• **Selected passage**

Due to the relatively recent inception of DMDD as a specific diagnosis, pharmacological treatments are often selected based on their historical efficacy reducing aggression and irritability in children with other mental disorders, such as conduct disorder, generalized anxiety disorder, major depression and bipolar disorder.

Recent trends have shifted toward prescription of antidepressants, specifically selective serotonin reuptake inhibitors (SSRIs), and psychostimulants (such as methylphenidate) for patients with DMDD.  Of note, these medications are theoretically better suited for patients with DMDD than those diagnosed with bipolar disorder, as antidepressants and stimulants may risk triggering more labile moods or manic episodes in patients with bipolar disorder.  Stimulant and antidepressant medications are prescribed both for their treatment of DMDD symptoms and in cases of comorbid ADHD and depressive disorders.

Antipsychotic medications are another primary intervention for children with DMDD, prescribed in as much as 58.9% of DMDD patients age 10-17.

Lithium and anticonvulsant medications, often implicated in the treatment of bipolar disorder, show moderate reduction of aggression in hospitalized children with conduct disorder, and are often prescribed to children with DMDD based on this history. However some research has found that lithium has not been shown to outperform a placebo in alleviating the signs and symptoms of DMDD.

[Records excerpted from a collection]
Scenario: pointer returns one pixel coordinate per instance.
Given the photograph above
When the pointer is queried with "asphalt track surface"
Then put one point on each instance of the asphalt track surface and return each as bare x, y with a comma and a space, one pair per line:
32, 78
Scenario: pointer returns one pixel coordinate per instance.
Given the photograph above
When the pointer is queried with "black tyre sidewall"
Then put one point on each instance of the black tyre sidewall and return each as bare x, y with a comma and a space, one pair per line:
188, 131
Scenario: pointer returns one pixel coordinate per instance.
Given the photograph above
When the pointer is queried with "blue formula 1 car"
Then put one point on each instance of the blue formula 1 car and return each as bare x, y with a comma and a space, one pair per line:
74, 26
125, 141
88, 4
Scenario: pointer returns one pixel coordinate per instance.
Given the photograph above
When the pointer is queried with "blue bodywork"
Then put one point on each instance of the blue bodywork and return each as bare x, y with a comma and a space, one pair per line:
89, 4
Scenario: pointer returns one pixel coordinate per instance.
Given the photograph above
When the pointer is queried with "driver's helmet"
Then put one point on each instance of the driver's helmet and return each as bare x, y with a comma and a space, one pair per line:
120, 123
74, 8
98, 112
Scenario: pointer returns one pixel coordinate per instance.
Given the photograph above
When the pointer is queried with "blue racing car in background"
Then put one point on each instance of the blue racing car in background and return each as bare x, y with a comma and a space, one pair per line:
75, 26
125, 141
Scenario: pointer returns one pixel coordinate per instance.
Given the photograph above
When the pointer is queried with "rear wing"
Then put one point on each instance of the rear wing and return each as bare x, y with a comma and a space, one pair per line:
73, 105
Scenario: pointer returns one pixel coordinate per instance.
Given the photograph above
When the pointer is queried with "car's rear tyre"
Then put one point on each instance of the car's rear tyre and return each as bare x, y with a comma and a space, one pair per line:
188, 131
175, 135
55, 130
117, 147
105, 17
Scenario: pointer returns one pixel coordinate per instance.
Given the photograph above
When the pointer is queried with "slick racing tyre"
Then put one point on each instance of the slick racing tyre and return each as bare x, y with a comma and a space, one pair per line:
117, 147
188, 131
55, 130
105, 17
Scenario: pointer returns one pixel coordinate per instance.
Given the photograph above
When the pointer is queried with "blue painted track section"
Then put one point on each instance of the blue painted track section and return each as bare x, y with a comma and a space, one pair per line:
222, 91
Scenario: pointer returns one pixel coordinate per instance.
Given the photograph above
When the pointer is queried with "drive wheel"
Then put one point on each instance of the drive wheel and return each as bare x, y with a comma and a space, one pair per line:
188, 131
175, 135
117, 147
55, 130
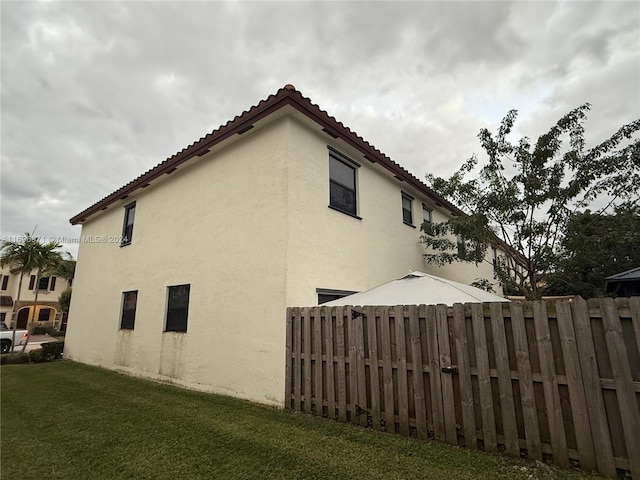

• **Work task A**
According to the passage on DMDD treatment, what share of DMDD patients aged 10-17 are prescribed antipsychotic medications?
• **Work task B**
Transcribe the passage on DMDD treatment, starting with "Recent trends have" and going on through "patients age 10-17.".
• **Work task C**
The first sentence of the passage on DMDD treatment names other mental disorders in children whose treatments guide medication choices for DMDD. List those disorders.

• **Exercise result A**
As much as 58.9%.

• **Exercise result B**
Recent trends have shifted toward prescription of antidepressants, specifically selective serotonin reuptake inhibitors (SSRIs), and psychostimulants (such as methylphenidate) for patients with DMDD.  Of note, these medications are theoretically better suited for patients with DMDD than those diagnosed with bipolar disorder, as antidepressants and stimulants may risk triggering more labile moods or manic episodes in patients with bipolar disorder.  Stimulant and antidepressant medications are prescribed both for their treatment of DMDD symptoms and in cases of comorbid ADHD and depressive disorders.

Antipsychotic medications are another primary intervention for children with DMDD, prescribed in as much as 58.9% of DMDD patients age 10-17.

• **Exercise result C**
- Conduct disorder
- Generalized anxiety disorder
- Major depression
- Bipolar disorder